Short exercise => Render the stretch of the records from the line that contains "Locate the grassy" through the line that contains "[[572, 104], [509, 160], [413, 326]]" as a numbered list, omitting any blank lines.

Material to process =>
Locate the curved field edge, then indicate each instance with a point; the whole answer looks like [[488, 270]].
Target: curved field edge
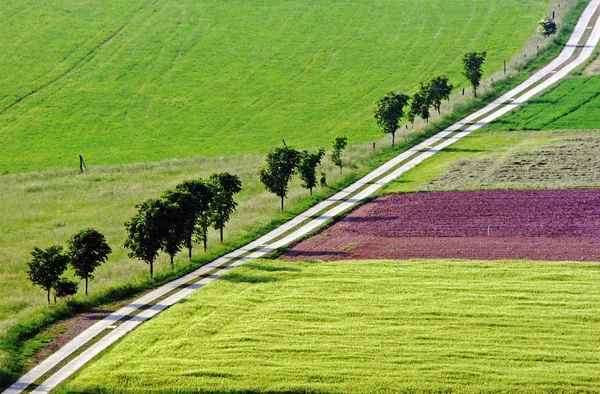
[[17, 345], [368, 326], [142, 73]]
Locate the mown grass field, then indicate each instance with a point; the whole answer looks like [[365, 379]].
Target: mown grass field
[[369, 326], [572, 104], [42, 209], [124, 81]]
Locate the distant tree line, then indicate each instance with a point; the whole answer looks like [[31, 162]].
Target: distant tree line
[[393, 107], [169, 224], [86, 250], [283, 162], [181, 216]]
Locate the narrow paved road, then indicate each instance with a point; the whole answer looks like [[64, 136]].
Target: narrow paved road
[[71, 357]]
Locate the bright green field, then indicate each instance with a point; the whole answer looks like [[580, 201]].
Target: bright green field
[[557, 151], [573, 104], [41, 209], [129, 81], [369, 326]]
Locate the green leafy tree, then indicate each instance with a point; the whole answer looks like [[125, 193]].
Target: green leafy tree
[[339, 144], [472, 68], [224, 186], [307, 168], [546, 26], [179, 217], [425, 101], [47, 266], [64, 288], [389, 111], [88, 250], [280, 165], [145, 232], [419, 105], [439, 90], [203, 195]]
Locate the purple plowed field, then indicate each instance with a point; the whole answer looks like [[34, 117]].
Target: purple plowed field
[[487, 225]]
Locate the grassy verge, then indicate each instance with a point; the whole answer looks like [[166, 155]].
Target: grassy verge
[[572, 104], [509, 160], [413, 326]]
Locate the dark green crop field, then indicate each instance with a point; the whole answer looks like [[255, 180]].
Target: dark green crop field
[[574, 104], [370, 327], [129, 81]]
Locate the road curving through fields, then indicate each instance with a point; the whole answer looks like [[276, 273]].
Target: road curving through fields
[[71, 357]]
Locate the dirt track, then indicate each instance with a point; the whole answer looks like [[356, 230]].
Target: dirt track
[[535, 224]]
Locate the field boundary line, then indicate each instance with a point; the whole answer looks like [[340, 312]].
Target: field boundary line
[[573, 54]]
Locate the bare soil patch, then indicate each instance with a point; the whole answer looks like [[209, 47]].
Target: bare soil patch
[[564, 163], [560, 225]]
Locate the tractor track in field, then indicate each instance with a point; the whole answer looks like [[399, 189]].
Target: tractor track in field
[[71, 357]]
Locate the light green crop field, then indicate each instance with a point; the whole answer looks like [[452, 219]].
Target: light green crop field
[[41, 209], [369, 326], [147, 80], [572, 104]]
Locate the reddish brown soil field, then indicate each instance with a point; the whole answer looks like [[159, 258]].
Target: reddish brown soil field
[[487, 225]]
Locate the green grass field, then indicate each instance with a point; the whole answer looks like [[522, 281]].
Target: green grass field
[[131, 81], [509, 160], [572, 104], [47, 208], [369, 326], [559, 151]]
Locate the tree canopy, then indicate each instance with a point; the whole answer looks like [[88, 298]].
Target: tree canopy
[[47, 266], [145, 232], [203, 195], [178, 213], [472, 68], [88, 250], [389, 111], [224, 186], [307, 168], [546, 26], [279, 167], [439, 90]]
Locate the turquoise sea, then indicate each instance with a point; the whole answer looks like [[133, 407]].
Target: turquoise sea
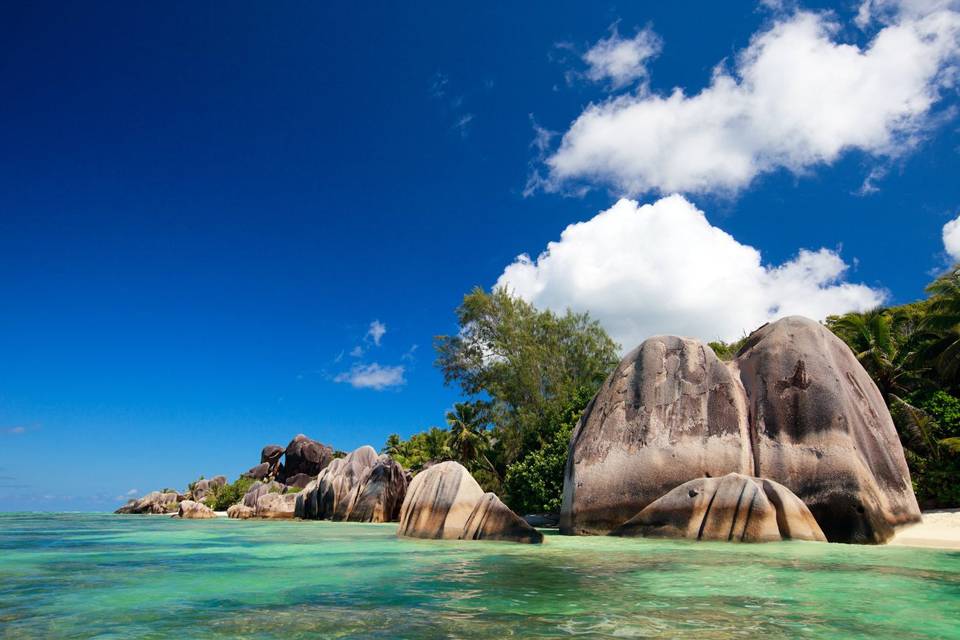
[[106, 576]]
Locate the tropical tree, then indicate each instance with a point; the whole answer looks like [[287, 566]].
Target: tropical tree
[[886, 343], [943, 319]]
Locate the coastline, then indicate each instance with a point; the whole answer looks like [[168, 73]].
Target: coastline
[[939, 529]]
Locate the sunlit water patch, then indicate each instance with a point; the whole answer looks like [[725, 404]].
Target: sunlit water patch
[[105, 576]]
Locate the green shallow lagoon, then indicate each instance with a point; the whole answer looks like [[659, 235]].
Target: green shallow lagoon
[[106, 576]]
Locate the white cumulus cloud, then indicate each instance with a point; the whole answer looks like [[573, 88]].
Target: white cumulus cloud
[[376, 331], [663, 268], [796, 97], [951, 238], [622, 61], [372, 376]]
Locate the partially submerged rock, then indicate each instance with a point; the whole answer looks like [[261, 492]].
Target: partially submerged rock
[[195, 511], [445, 502], [153, 502], [795, 407], [735, 508], [201, 488], [240, 512], [332, 494], [275, 506]]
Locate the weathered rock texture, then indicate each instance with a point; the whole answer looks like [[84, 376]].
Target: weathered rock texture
[[379, 493], [153, 502], [445, 502], [240, 512], [735, 508], [195, 511], [795, 407], [275, 505], [361, 487], [307, 456]]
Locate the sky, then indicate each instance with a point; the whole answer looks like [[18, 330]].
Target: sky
[[222, 225]]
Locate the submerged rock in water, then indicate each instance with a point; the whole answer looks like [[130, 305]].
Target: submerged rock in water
[[195, 511], [379, 492], [153, 502], [275, 505], [735, 508], [445, 502], [240, 512], [795, 406], [306, 456], [298, 481]]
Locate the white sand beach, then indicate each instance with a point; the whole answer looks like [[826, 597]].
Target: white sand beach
[[940, 529]]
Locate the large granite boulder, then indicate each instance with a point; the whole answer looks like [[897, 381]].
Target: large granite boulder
[[379, 492], [258, 472], [260, 489], [821, 427], [195, 511], [795, 407], [275, 506], [307, 456], [201, 488], [153, 502], [270, 455], [735, 507], [240, 512], [331, 495], [445, 502]]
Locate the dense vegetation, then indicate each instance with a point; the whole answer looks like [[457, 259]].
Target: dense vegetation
[[912, 352], [223, 497], [528, 375]]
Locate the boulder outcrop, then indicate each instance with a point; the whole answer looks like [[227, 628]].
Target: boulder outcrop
[[153, 502], [306, 456], [794, 407], [445, 502], [735, 507], [240, 512], [275, 506], [191, 510], [379, 492], [359, 487]]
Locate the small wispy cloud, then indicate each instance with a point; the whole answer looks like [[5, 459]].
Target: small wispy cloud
[[372, 376], [376, 332]]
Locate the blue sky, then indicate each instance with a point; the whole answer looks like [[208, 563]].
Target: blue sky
[[205, 209]]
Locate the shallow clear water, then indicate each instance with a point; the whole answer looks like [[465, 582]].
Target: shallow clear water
[[105, 576]]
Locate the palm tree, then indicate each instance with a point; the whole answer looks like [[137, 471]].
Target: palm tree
[[469, 440], [943, 319]]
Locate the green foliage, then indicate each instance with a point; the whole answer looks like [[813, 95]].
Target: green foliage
[[727, 351], [526, 363], [912, 352], [223, 497], [420, 449]]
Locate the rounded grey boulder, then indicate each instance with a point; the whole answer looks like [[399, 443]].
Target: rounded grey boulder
[[734, 508]]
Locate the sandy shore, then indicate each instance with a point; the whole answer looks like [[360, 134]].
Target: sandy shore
[[939, 530]]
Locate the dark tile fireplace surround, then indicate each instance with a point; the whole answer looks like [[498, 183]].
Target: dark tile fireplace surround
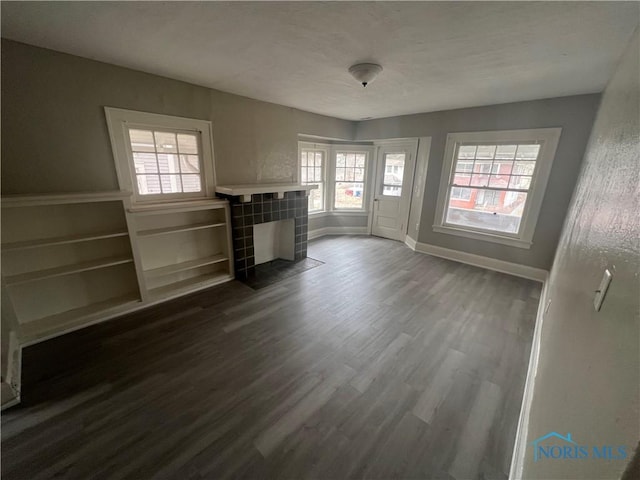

Task solution =>
1. Locate the grassy verge, then indicate each instance with a point; the whole answer looks like [[166, 155]].
2. Target: grassy verge
3. [[572, 104], [509, 160], [413, 326]]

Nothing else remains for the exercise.